===== DATOS PROPORCIONADOS
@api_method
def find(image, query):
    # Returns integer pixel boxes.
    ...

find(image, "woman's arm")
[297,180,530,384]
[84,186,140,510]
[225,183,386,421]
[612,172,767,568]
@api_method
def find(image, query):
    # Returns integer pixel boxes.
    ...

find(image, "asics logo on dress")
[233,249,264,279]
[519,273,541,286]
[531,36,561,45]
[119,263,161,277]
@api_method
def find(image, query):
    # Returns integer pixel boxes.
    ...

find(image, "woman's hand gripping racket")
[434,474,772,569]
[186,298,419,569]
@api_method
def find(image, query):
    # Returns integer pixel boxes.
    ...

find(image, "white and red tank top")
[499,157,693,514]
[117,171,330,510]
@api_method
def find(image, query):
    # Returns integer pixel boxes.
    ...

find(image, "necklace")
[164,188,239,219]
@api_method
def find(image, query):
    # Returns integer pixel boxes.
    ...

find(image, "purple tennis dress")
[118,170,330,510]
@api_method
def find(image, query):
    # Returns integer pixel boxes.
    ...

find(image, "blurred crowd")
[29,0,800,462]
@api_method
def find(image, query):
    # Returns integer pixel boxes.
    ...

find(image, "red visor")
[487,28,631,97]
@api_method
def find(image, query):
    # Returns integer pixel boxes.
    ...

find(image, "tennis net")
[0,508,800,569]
==========
> [EJERCICIO PROPUESTO] Organiza todas las líneas de arriba como una tabla Markdown con las columnas "Fila" y "Línea", numerando cada fila y dejando fuera las líneas en blanco.

> [SOLUCIÓN DEL PROBLEMA]
| Fila | Línea |
|---|---|
| 1 | @api_method |
| 2 | def find(image, query): |
| 3 |     # Returns integer pixel boxes. |
| 4 |     ... |
| 5 | find(image, "woman's arm") |
| 6 | [297,180,530,384] |
| 7 | [84,186,140,510] |
| 8 | [225,183,386,421] |
| 9 | [612,172,767,568] |
| 10 | @api_method |
| 11 | def find(image, query): |
| 12 |     # Returns integer pixel boxes. |
| 13 |     ... |
| 14 | find(image, "asics logo on dress") |
| 15 | [233,249,264,279] |
| 16 | [519,273,541,286] |
| 17 | [531,36,561,45] |
| 18 | [119,263,161,277] |
| 19 | @api_method |
| 20 | def find(image, query): |
| 21 |     # Returns integer pixel boxes. |
| 22 |     ... |
| 23 | find(image, "woman's hand gripping racket") |
| 24 | [434,474,772,569] |
| 25 | [186,298,419,569] |
| 26 | @api_method |
| 27 | def find(image, query): |
| 28 |     # Returns integer pixel boxes. |
| 29 |     ... |
| 30 | find(image, "white and red tank top") |
| 31 | [499,157,693,514] |
| 32 | [117,171,330,510] |
| 33 | @api_method |
| 34 | def find(image, query): |
| 35 |     # Returns integer pixel boxes. |
| 36 |     ... |
| 37 | find(image, "necklace") |
| 38 | [164,188,239,219] |
| 39 | @api_method |
| 40 | def find(image, query): |
| 41 |     # Returns integer pixel boxes. |
| 42 |     ... |
| 43 | find(image, "purple tennis dress") |
| 44 | [118,170,330,510] |
| 45 | @api_method |
| 46 | def find(image, query): |
| 47 |     # Returns integer pixel boxes. |
| 48 |     ... |
| 49 | find(image, "blurred crowd") |
| 50 | [29,0,800,462] |
| 51 | @api_method |
| 52 | def find(image, query): |
| 53 |     # Returns integer pixel boxes. |
| 54 |     ... |
| 55 | find(image, "red visor") |
| 56 | [487,28,631,97] |
| 57 | @api_method |
| 58 | def find(image, query): |
| 59 |     # Returns integer pixel boxes. |
| 60 |     ... |
| 61 | find(image, "tennis net") |
| 62 | [0,508,800,569] |